Texto de origem ▸
A notícia do êxito do lançamento correu e Bernardini passou a atender telefonemas vindos da Europa, de gente interessada em exibir suas fitas por aqui. Na ocasião, distribuía em média três produções por ano, que permaneciam até meses em cartaz, mesmo com a existência de poucas salas de exibição. “Hoje, o filme virou produto. Até lanço uma quantidade maior de obras, mas logo saem da programação”, compara ele, que sentiu a necessidade de também virar exibidor em 2005 pelo simples fato de que era impossível ficar o tempo suficiente em cartaz apenas com produções independentes.

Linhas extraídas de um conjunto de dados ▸

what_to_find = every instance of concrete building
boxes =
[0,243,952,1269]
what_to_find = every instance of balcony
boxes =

Requisitos do exercício ▸ Dê continuidade ao texto sobre a carreira de Bernardini como distribuidor de filmes, começando logo após a última frase.

Resposta ▸
“Eu sabia que o Reserva Cultural ia funcionar porque, como distribuidor, eu conhecia o mercado”, assinala ele, enfatizando que não fez nada de revolucionário, apenas se guiou pela coerência. Para corroborar o raciocínio, cita o ex-presidente Lula que afirmou, certa vez, que fazer o óbvio é mais difícil do que se imagina. “Fiz uma pesquisa sobre pipoca e constatei que 72% não gostavam de comê-la durante a projeção do filme. Por que ia brigar com os números? Somos o único cinema no Brasil que não tem pipoca. Não sou maluco de contrariar a clientela.”

Dias de glória. Além da Imovision e do Reserva Cultural, Bernardini mantém desde 1995 a boulangerie Pain de France (foto ao lado), localizada no próprio espaço e em unidades nos Jardins e Pinheiros. Nos dois primeiros anos, dividia a sociedade com o sócio o padeiro Olivier Anquier. Depois, assumiu integralmente a empreitada. Outro negócio que até um ano atrás administrava era um barco-hotel em Santarém, no Pará, o Amazon Dream. Na impossibilidade de conciliar tantas atividades, decidiu vender a sua parte para o sócio. “Ele reclamava a minha presença a toda hora e eu não tinha como viajar sempre.”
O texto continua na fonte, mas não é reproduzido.